> Problem description
Render the lines from the first one through the line containing "[489, 303, 596, 413]" as a numbered list, omitting any blank lines.

[Stored records]
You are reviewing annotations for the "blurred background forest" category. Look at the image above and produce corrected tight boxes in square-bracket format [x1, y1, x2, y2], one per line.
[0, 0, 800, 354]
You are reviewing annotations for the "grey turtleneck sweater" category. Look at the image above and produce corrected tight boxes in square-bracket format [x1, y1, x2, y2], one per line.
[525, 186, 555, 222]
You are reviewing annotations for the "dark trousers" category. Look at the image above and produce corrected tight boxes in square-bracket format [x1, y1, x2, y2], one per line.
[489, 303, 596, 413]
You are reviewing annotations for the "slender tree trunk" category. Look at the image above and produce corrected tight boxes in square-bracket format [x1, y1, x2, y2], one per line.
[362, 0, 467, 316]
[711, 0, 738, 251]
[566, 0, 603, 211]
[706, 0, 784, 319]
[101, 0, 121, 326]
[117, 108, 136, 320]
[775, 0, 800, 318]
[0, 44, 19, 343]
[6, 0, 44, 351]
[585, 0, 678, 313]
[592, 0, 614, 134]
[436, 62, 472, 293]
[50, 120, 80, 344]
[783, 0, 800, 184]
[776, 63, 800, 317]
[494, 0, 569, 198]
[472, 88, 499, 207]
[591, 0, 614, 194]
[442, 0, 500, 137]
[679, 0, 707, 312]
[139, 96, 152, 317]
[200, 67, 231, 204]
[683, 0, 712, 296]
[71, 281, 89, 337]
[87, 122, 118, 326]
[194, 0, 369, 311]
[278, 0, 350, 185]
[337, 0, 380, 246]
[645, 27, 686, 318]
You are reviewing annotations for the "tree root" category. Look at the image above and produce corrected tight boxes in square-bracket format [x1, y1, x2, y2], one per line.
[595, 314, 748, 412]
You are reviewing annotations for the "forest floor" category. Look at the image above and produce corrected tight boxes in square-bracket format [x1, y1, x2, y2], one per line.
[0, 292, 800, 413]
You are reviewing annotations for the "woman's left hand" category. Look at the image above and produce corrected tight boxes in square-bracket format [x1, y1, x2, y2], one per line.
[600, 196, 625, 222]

> Response
1. You are reviewing annotations for the "blurred background forest" category. Look at the image above and produce corrected tight boxes in square-bracket format [x1, y1, x2, y2], one per line.
2. [0, 0, 800, 354]
3. You are reviewing annotations for the "grey turtleneck sweater" category. Look at the image above and produce corrected tight boxes in square-bracket format [x1, y1, x2, y2], one per line.
4. [525, 186, 555, 222]
5. You are reviewing annotations for the "dark trousers" category. Look at the image above and produce corrected tight boxes in square-bracket format [x1, y1, x2, y2], one per line.
6. [489, 303, 596, 413]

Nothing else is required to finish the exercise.